While headlines scream about the rising costs of groceries, power bills, and climate policy flops, something subtler is brewing in Ottawa: a quiet retreat from the Trudeau-era firearms ban.
The 2025 Liberal Pre-Budget Consultation survey offers Canadians an opportunity to influence the Mark Carney government’s public spending priorities.[i]
For gun owners, hunters, sport shooters, and those who care about evidence-based public safety policy, Question 3 is the battlefield.
This question invites Canadians to choose which federal priorities deserve funding. Among the options?
“Completing the firearms buyback program.”
Trudeau’s Firearms Confiscation Compensation Scheme is an expensive political stunt that has already lost credibility in the eyes of the media, economists, and even elements within the Liberal Party itself.
We suggest checking one to three of the following options for Question 3:
- Investing in the Canadian Armed Forces
- Recruiting more RCMP and Canada Border Services Agency personnel to strengthen border security and combat organized crime
- Make bail policies stricter for violent and major crimes
- Investing in Canada’s Arctic
- Making dual-use investments which serve defence as well as civilian readiness such as airports, ports, telecommunication and emergency preparedness systems
- Building up Canada’s defence industries
When the Media Turns, So Do the Liberals
The Globe and Mail published a surprising op-ed from Robyn Urback calling Ottawa’s Firearms Confiscation Compensation Scheme indefensible, exorbitantly expensive, and politically toxic.[ii]
“The proposed buyback program, by contrast [with the carbon tax],” Urback writes, “isn’t defensible by any measure: it targets the wrong weapons, legally owned by the wrong people, to try to tackle a problem it will absolutely not address. It is already overly bureaucratic, incredibly complicated, and exorbitantly expensive.”

## Data extract
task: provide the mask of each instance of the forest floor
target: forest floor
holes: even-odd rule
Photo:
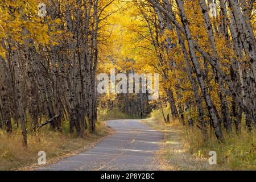
[[[212,133],[205,143],[199,129],[183,127],[178,121],[166,124],[163,119],[153,117],[143,122],[164,133],[158,155],[163,170],[256,170],[254,130],[244,132],[239,137],[232,134],[232,136],[225,137],[224,143],[219,143]],[[216,152],[217,165],[209,164],[208,154],[211,151]]]
[[[14,130],[7,135],[0,132],[0,170],[32,170],[38,168],[38,152],[46,152],[47,164],[56,163],[64,158],[88,150],[104,137],[113,133],[105,122],[97,124],[95,134],[87,134],[83,138],[68,133],[68,126],[63,125],[61,133],[44,127],[38,135],[28,134],[28,147],[22,146],[21,132]],[[19,136],[19,137],[17,137]]]
[[[151,129],[141,119],[108,121],[114,133],[93,148],[46,165],[38,170],[160,170],[156,160],[163,133]]]
[[[157,160],[162,164],[162,170],[217,170],[216,166],[209,164],[208,159],[189,152],[181,139],[180,123],[174,122],[171,125],[164,125],[152,119],[144,119],[143,122],[164,133],[164,140],[157,157]]]

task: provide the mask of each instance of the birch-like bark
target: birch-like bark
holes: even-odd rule
[[[214,110],[214,106],[210,99],[208,88],[206,86],[205,83],[203,79],[203,73],[200,68],[200,65],[196,55],[195,44],[192,39],[191,33],[188,26],[188,19],[184,9],[183,1],[181,0],[177,0],[176,2],[179,8],[181,22],[184,25],[185,35],[188,40],[191,60],[194,65],[197,79],[199,80],[201,89],[207,104],[207,107],[209,111],[209,114],[214,129],[215,135],[220,141],[223,141],[223,135],[220,126],[220,122],[217,118],[217,115],[216,113],[216,110]]]

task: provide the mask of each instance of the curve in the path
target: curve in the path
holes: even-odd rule
[[[153,130],[140,119],[109,121],[115,133],[94,147],[47,165],[39,170],[158,170],[155,160],[163,133]]]

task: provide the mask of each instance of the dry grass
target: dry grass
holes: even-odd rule
[[[98,111],[98,117],[100,121],[138,118],[138,116],[137,115],[126,114],[118,109],[113,109],[109,111],[105,109],[101,109]]]
[[[166,110],[165,111],[166,111]],[[164,123],[159,111],[154,111],[146,124],[165,132],[161,157],[167,166],[175,170],[255,170],[255,131],[243,131],[241,135],[224,134],[224,143],[219,143],[213,133],[205,143],[197,128],[183,127],[177,121]],[[208,153],[217,152],[217,165],[209,165]]]
[[[40,151],[46,152],[47,163],[51,163],[90,148],[111,132],[104,122],[97,125],[95,134],[87,134],[82,138],[68,134],[65,127],[63,133],[59,133],[45,127],[37,136],[34,133],[28,134],[27,148],[22,146],[21,132],[18,130],[9,135],[0,131],[0,170],[23,170],[37,167],[38,152]],[[23,168],[24,167],[27,167]]]

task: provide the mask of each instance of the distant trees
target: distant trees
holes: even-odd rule
[[[241,132],[242,114],[247,130],[255,127],[255,3],[147,2],[134,1],[148,28],[144,36],[151,39],[158,59],[152,66],[168,85],[164,91],[172,117],[184,121],[185,113],[189,125],[199,121],[205,139],[209,125],[220,141],[222,126],[228,133],[233,126]],[[212,3],[217,14],[210,16]]]

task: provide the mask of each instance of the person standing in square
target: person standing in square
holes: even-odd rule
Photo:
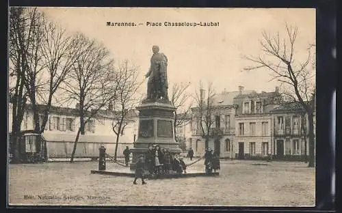
[[[133,182],[133,184],[137,184],[137,180],[138,178],[142,179],[142,184],[146,184],[146,182],[144,180],[144,156],[140,155],[138,157],[138,159],[137,160],[137,162],[135,163],[135,177],[134,178],[134,181]]]

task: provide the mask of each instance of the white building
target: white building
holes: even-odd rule
[[[240,87],[239,91],[224,91],[213,98],[209,147],[219,153],[220,158],[234,158],[235,135],[235,114],[237,105],[234,104],[234,98],[241,94],[251,93],[252,91],[244,91]],[[205,153],[205,139],[202,135],[203,131],[200,128],[200,122],[203,122],[198,117],[198,109],[192,109],[194,119],[192,122],[192,147],[195,156],[201,156]],[[203,127],[205,125],[202,125]],[[205,131],[206,130],[205,130]]]
[[[9,104],[9,132],[12,132],[12,104]],[[43,119],[44,105],[39,105],[40,124]],[[106,147],[106,152],[114,155],[116,135],[112,130],[114,111],[101,110],[96,117],[86,124],[83,135],[80,135],[75,157],[97,157],[101,145]],[[122,156],[126,146],[133,147],[133,142],[137,132],[137,116],[132,111],[126,120],[127,125],[119,137],[118,156]],[[77,130],[80,126],[77,108],[51,106],[45,126],[43,138],[47,141],[49,158],[70,158],[73,150]],[[26,109],[21,124],[21,130],[34,129],[34,113],[30,106]],[[28,142],[29,143],[29,142]]]
[[[235,115],[235,157],[238,159],[271,158],[273,147],[273,123],[269,111],[280,94],[255,91],[237,95],[234,103],[239,106]]]

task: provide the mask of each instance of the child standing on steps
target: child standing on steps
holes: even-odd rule
[[[142,179],[142,184],[146,184],[146,182],[144,180],[144,156],[142,155],[140,155],[138,157],[137,162],[135,163],[135,178],[134,178],[134,181],[133,182],[133,184],[137,184],[137,180],[138,178]]]

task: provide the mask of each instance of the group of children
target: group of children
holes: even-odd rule
[[[168,149],[161,149],[159,145],[148,144],[147,153],[138,156],[135,165],[135,178],[133,184],[136,184],[137,178],[144,180],[144,169],[146,168],[148,173],[153,176],[162,173],[169,173],[170,171],[177,173],[186,173],[187,166],[183,158],[179,154],[171,155]]]
[[[192,156],[191,156],[192,158]],[[213,152],[211,148],[206,149],[205,154],[205,165],[207,173],[219,170],[220,157],[218,154]],[[169,173],[170,171],[176,171],[177,173],[186,173],[187,166],[183,158],[178,154],[172,156],[168,149],[161,149],[159,145],[148,145],[148,149],[146,154],[138,156],[135,163],[135,178],[133,184],[137,184],[137,180],[142,179],[143,184],[146,184],[144,180],[144,169],[147,168],[149,173],[153,176]]]
[[[220,169],[220,156],[217,152],[214,152],[211,148],[205,150],[205,172],[207,173],[211,173],[213,170],[216,172],[216,170]]]

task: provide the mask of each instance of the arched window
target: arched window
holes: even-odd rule
[[[226,152],[231,152],[231,140],[229,140],[228,139],[226,139],[225,141],[225,150],[226,150]]]
[[[198,152],[198,141],[200,141],[200,139],[197,139],[196,141],[196,152]]]

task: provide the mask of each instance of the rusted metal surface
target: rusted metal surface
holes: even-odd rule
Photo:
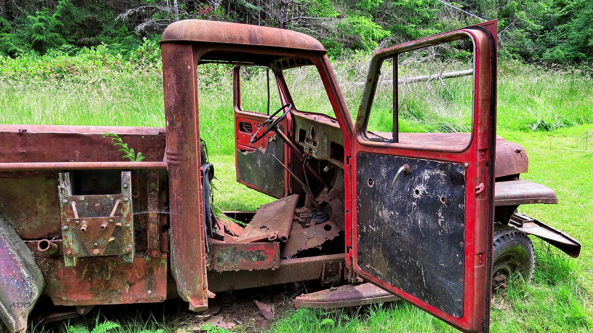
[[[0,163],[0,171],[166,169],[163,162],[55,162]]]
[[[528,235],[541,238],[573,258],[581,253],[581,243],[568,235],[522,213],[511,216],[509,224]]]
[[[132,252],[131,198],[123,194],[64,197],[60,208],[66,255],[94,257]]]
[[[148,251],[153,257],[158,255],[160,252],[161,221],[158,219],[159,210],[159,175],[157,170],[148,171],[146,184],[147,206],[148,208],[148,228],[147,232],[147,242]]]
[[[45,278],[43,294],[56,305],[157,302],[167,296],[167,254],[136,257],[127,264],[118,257],[80,258],[66,267],[63,257],[36,257]]]
[[[210,245],[208,270],[219,272],[280,267],[280,243],[216,243]]]
[[[260,147],[254,151],[244,152],[237,150],[238,180],[282,197],[285,193],[284,168],[274,159],[273,155],[278,156],[283,163],[284,149],[283,142],[277,139],[267,143],[266,148]]]
[[[279,239],[286,242],[292,225],[292,217],[298,201],[298,194],[292,194],[262,205],[253,219],[237,240],[238,243],[250,243]]]
[[[465,167],[366,153],[357,161],[361,270],[463,317],[457,300],[464,297]],[[409,172],[400,173],[392,188],[406,164]]]
[[[494,204],[509,206],[531,203],[558,203],[556,192],[527,180],[498,181],[495,185]]]
[[[184,41],[326,52],[317,39],[305,34],[229,22],[184,20],[170,24],[162,33],[161,42]]]
[[[297,111],[295,119],[295,141],[303,147],[304,152],[318,159],[331,161],[343,168],[343,153],[340,159],[333,156],[332,145],[343,149],[344,136],[337,120],[325,114]]]
[[[218,293],[254,288],[290,282],[308,281],[319,278],[323,262],[341,261],[344,254],[318,255],[296,259],[280,260],[280,267],[275,270],[254,271],[210,271],[208,289]]]
[[[31,251],[2,219],[0,267],[0,319],[11,333],[24,332],[29,313],[43,290],[43,276]]]
[[[171,268],[190,309],[208,308],[203,189],[200,175],[196,62],[190,43],[162,43]]]
[[[345,284],[305,294],[295,299],[299,308],[334,308],[385,303],[401,299],[371,283]]]
[[[326,261],[321,265],[319,283],[321,286],[333,286],[342,281],[342,261]]]
[[[20,132],[23,130],[26,132]],[[117,133],[134,150],[142,152],[146,158],[140,163],[162,161],[165,152],[164,128],[0,125],[0,142],[2,143],[0,170],[9,166],[5,165],[5,163],[123,161],[123,154],[117,151],[109,137],[101,136],[101,134],[105,132]],[[72,143],[76,143],[75,146],[73,147]],[[79,165],[68,165],[65,168],[57,166],[56,169],[71,169]],[[36,165],[37,168],[42,166],[44,167],[44,165]]]
[[[352,153],[349,161],[347,155],[346,157],[346,162],[351,164],[353,170],[351,174],[352,188],[350,194],[352,201],[347,201],[346,204],[346,211],[350,210],[349,208],[351,208],[353,216],[347,220],[356,222],[357,223],[366,221],[365,217],[359,218],[358,214],[361,208],[365,208],[369,202],[363,201],[358,201],[359,204],[355,203],[358,200],[359,188],[368,187],[368,180],[373,175],[372,171],[364,175],[359,175],[356,172],[359,167],[358,156],[361,154],[383,154],[405,157],[413,159],[415,163],[416,160],[425,159],[462,165],[467,164],[466,184],[464,185],[467,190],[464,198],[466,202],[463,204],[466,209],[465,220],[463,222],[465,231],[461,235],[464,251],[461,252],[461,260],[458,261],[458,263],[461,262],[464,271],[460,279],[452,281],[454,283],[463,284],[461,287],[464,297],[454,300],[454,302],[463,304],[463,316],[459,317],[459,313],[457,312],[458,316],[456,317],[454,315],[456,312],[452,313],[451,312],[448,313],[443,311],[419,299],[417,295],[402,290],[398,286],[389,283],[385,278],[379,276],[378,273],[373,275],[371,272],[367,272],[369,268],[364,263],[359,262],[358,255],[366,250],[369,252],[381,251],[385,247],[368,242],[360,245],[363,247],[359,248],[358,237],[363,236],[366,232],[362,230],[362,226],[358,224],[348,225],[347,223],[346,234],[347,238],[346,246],[352,246],[352,249],[347,248],[348,254],[346,262],[347,268],[352,270],[352,273],[349,274],[352,276],[352,278],[357,277],[355,275],[358,274],[360,277],[381,286],[382,288],[401,297],[459,329],[468,332],[489,331],[492,238],[494,224],[493,166],[496,160],[496,24],[495,20],[485,22],[453,31],[443,33],[436,36],[406,43],[375,53],[371,60],[366,84],[363,91],[361,107],[354,127],[353,137],[355,140],[352,142]],[[466,142],[467,145],[464,147],[461,147],[461,145],[458,146],[443,147],[438,143],[419,145],[406,143],[403,140],[400,143],[371,140],[372,135],[371,133],[367,134],[366,127],[382,61],[391,59],[394,56],[402,52],[461,39],[469,39],[474,45],[473,121],[471,133],[470,135],[471,139]],[[348,148],[346,148],[346,149],[347,154]],[[407,164],[410,166],[413,164]],[[398,165],[398,167],[400,166],[401,165]],[[410,174],[412,174],[412,172]],[[389,180],[391,180],[393,176]],[[484,190],[479,194],[476,194],[473,190],[480,183],[484,184]],[[404,213],[408,213],[409,212]],[[417,225],[417,221],[415,222]],[[461,222],[460,222],[460,227],[461,224]],[[366,229],[368,229],[371,226],[368,223],[366,225]],[[378,230],[381,229],[381,228],[377,226],[372,226],[377,228]],[[410,225],[410,227],[412,226]],[[416,237],[417,243],[425,245],[433,239],[433,237],[422,237],[421,235],[419,236],[416,235]],[[453,246],[454,244],[451,244],[451,245]],[[416,246],[413,248],[416,248]],[[477,261],[476,258],[479,258],[479,255],[482,255],[483,260]],[[377,264],[380,263],[378,261]],[[380,267],[378,269],[382,271]],[[424,272],[427,274],[427,269],[425,269]],[[431,271],[428,274],[432,273]],[[413,280],[410,281],[410,283],[413,281]],[[400,283],[400,286],[401,286],[405,284],[406,281],[402,280]],[[420,286],[419,287],[422,287]],[[439,291],[437,292],[440,293]],[[441,293],[444,296],[447,294]],[[449,297],[452,296],[452,293],[449,293]],[[452,303],[451,306],[449,309],[455,307]]]
[[[496,137],[496,160],[494,165],[496,178],[527,172],[529,158],[521,145]]]
[[[53,171],[0,172],[0,216],[24,240],[60,235],[58,186]]]
[[[312,248],[321,248],[323,243],[337,237],[343,229],[336,223],[326,221],[304,228],[297,221],[292,223],[288,240],[282,245],[282,258],[292,257],[299,252]]]

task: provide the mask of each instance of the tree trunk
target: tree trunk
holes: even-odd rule
[[[175,21],[179,21],[179,5],[177,0],[173,0],[173,7],[175,7]]]
[[[286,0],[280,0],[278,3],[278,27],[280,29],[286,28],[286,10],[288,8],[288,2]]]

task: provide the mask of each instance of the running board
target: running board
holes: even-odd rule
[[[0,319],[10,333],[25,332],[29,313],[43,290],[45,281],[31,250],[2,219],[0,267]]]
[[[573,258],[581,253],[581,243],[576,239],[522,213],[513,214],[509,224],[527,235],[541,238]]]
[[[367,283],[346,284],[304,294],[295,299],[294,303],[297,308],[333,308],[386,303],[400,299],[401,299],[398,296]]]

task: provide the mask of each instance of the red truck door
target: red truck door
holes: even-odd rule
[[[352,261],[353,271],[470,332],[489,330],[496,36],[496,22],[492,21],[378,51],[371,62],[352,140],[352,248],[347,260]],[[398,118],[398,111],[401,116],[404,107],[416,107],[402,104],[412,95],[411,86],[406,85],[426,79],[402,79],[401,75],[396,81],[399,84],[394,85],[396,130],[369,130],[369,119],[376,121],[371,111],[378,84],[390,76],[381,72],[382,63],[393,62],[393,67],[401,69],[398,61],[410,59],[403,56],[406,52],[426,59],[432,56],[425,49],[461,40],[467,41],[470,53],[466,54],[470,55],[473,66],[473,76],[464,79],[470,82],[472,124],[467,132],[400,133],[401,122],[397,124],[403,119]],[[396,80],[397,71],[393,72]],[[431,79],[445,85],[444,76],[441,71]],[[429,87],[429,83],[422,84]],[[452,85],[445,85],[456,98]]]
[[[278,75],[281,75],[282,73]],[[273,113],[279,106],[285,105],[287,103],[283,94],[279,95],[281,88],[278,87],[275,73],[269,70],[268,75],[268,84],[271,85],[268,87],[270,91],[269,103],[272,107],[269,112]],[[283,197],[286,196],[289,188],[287,181],[288,172],[280,162],[285,165],[289,164],[290,149],[281,139],[277,137],[273,131],[256,142],[250,142],[253,133],[258,131],[269,117],[266,111],[266,98],[260,96],[261,104],[257,105],[259,110],[253,109],[254,103],[244,103],[246,101],[242,99],[243,94],[249,92],[244,91],[249,89],[250,85],[243,84],[240,66],[237,66],[234,68],[233,79],[237,181],[269,196],[276,198]],[[250,104],[251,105],[248,105]],[[281,110],[279,115],[281,116],[284,111],[283,109]],[[292,118],[289,114],[279,123],[281,130],[285,133],[288,133],[292,126]],[[263,129],[260,130],[260,133],[263,132]]]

## Activity
In the text on the firearms buyback, which newspaper published Robyn Urback's op-ed?

## Exercise answer
The Globe and Mail